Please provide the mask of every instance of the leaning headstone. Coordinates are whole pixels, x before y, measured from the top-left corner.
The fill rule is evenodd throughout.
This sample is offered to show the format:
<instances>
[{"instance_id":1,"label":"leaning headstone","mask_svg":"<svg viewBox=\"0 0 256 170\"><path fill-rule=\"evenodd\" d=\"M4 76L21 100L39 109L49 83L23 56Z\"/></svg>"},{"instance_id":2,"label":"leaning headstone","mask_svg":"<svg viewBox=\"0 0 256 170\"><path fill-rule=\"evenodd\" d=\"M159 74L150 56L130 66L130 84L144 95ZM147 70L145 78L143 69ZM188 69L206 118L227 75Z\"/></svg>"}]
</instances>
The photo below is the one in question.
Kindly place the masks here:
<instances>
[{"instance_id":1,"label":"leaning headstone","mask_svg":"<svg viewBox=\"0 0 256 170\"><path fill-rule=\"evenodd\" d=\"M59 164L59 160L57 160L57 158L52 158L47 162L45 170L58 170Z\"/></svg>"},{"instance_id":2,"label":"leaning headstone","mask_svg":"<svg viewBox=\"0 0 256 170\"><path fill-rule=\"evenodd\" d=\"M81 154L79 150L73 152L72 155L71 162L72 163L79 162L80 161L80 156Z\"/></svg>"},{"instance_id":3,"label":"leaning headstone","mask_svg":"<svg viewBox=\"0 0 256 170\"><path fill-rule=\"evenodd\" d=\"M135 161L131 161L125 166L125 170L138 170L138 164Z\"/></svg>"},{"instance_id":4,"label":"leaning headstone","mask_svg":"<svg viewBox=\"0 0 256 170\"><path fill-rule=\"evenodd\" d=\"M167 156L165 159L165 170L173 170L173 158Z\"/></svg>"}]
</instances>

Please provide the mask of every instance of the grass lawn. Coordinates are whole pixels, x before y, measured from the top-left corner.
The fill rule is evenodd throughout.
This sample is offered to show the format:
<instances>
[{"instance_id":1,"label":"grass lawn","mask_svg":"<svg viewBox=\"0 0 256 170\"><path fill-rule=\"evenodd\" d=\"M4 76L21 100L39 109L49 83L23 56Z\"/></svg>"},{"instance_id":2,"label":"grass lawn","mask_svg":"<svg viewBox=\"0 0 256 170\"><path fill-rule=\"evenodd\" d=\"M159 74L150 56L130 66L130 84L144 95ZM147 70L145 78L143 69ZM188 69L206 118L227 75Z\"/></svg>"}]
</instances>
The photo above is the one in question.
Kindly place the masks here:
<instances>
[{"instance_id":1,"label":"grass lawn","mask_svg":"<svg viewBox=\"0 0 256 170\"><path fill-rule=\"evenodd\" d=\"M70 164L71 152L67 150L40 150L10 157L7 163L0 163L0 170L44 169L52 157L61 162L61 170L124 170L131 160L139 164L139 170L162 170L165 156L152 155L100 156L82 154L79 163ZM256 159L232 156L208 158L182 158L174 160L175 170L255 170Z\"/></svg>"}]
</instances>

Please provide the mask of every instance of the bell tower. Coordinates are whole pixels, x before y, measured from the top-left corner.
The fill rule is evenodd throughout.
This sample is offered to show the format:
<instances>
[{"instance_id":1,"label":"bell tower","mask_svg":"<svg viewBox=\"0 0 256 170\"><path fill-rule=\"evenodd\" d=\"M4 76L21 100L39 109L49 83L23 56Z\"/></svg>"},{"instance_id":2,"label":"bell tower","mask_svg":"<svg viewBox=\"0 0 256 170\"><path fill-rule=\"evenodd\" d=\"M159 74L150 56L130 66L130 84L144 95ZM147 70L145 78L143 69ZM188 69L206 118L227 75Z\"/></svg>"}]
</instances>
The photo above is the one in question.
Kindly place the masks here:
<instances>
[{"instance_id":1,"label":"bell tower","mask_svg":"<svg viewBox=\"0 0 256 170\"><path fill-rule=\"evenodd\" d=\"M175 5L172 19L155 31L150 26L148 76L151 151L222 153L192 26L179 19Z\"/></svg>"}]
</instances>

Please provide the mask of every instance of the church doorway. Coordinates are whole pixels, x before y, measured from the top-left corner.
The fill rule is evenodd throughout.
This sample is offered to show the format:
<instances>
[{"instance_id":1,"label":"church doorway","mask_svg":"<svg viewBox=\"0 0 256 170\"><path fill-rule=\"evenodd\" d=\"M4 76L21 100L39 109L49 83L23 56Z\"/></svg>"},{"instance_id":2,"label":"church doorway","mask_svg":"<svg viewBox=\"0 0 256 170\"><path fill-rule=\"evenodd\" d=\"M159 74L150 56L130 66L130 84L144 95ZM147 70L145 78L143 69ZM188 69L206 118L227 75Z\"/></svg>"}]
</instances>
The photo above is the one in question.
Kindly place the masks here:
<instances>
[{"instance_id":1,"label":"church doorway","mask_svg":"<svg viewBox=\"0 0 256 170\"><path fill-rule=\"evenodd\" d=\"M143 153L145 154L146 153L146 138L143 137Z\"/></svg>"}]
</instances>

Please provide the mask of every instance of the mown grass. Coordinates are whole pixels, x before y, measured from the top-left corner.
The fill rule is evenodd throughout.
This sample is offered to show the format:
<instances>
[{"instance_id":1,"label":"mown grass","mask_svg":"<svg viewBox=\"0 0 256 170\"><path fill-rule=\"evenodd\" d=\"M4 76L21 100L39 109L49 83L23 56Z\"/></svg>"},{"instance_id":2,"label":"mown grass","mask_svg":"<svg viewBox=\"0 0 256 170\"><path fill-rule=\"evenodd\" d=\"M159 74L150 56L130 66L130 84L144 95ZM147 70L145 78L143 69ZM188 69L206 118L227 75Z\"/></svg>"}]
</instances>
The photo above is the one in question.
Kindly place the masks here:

WORK TO BE COMPLETED: Convert the stretch of the data from the line containing "Please provide the mask of every instance of the church" through the end of the data into a numbered list, leaving out blank lines.

TASK ANSWER:
1. Please provide the mask of every instance of the church doorway. Coordinates are whole pixels, x before y, measured from the top-left corner.
2. The fill rule is evenodd throughout.
3. This sample is offered to show the format:
4. <instances>
5. [{"instance_id":1,"label":"church doorway","mask_svg":"<svg viewBox=\"0 0 256 170\"><path fill-rule=\"evenodd\" d=\"M4 76L21 100L39 109L49 83L23 56Z\"/></svg>"},{"instance_id":2,"label":"church doorway","mask_svg":"<svg viewBox=\"0 0 256 170\"><path fill-rule=\"evenodd\" d=\"M159 74L150 56L130 66L130 84L144 95ZM147 70L145 78L143 69ZM188 69L206 118L227 75Z\"/></svg>"}]
6. </instances>
7. The photo above is the one in question.
8. Kindly place the masks here:
9. <instances>
10. [{"instance_id":1,"label":"church doorway","mask_svg":"<svg viewBox=\"0 0 256 170\"><path fill-rule=\"evenodd\" d=\"M143 153L145 154L146 153L146 138L143 137Z\"/></svg>"}]
11. </instances>
12. Please provide the mask of every instance of the mown grass. Coordinates are whole pixels, x before y, measured from the top-left corner.
13. The fill rule is evenodd throughout.
14. This sample is offered to show the format:
15. <instances>
16. [{"instance_id":1,"label":"mown grass","mask_svg":"<svg viewBox=\"0 0 256 170\"><path fill-rule=\"evenodd\" d=\"M4 76L21 100L39 109L49 83L23 56Z\"/></svg>"},{"instance_id":2,"label":"mown grass","mask_svg":"<svg viewBox=\"0 0 256 170\"><path fill-rule=\"evenodd\" d=\"M159 74L150 56L130 66L130 84L144 95ZM147 70L145 78L143 69ZM188 69L206 118L227 75Z\"/></svg>"}]
17. </instances>
18. The photo above is the one in question.
19. Kindly place the masks here:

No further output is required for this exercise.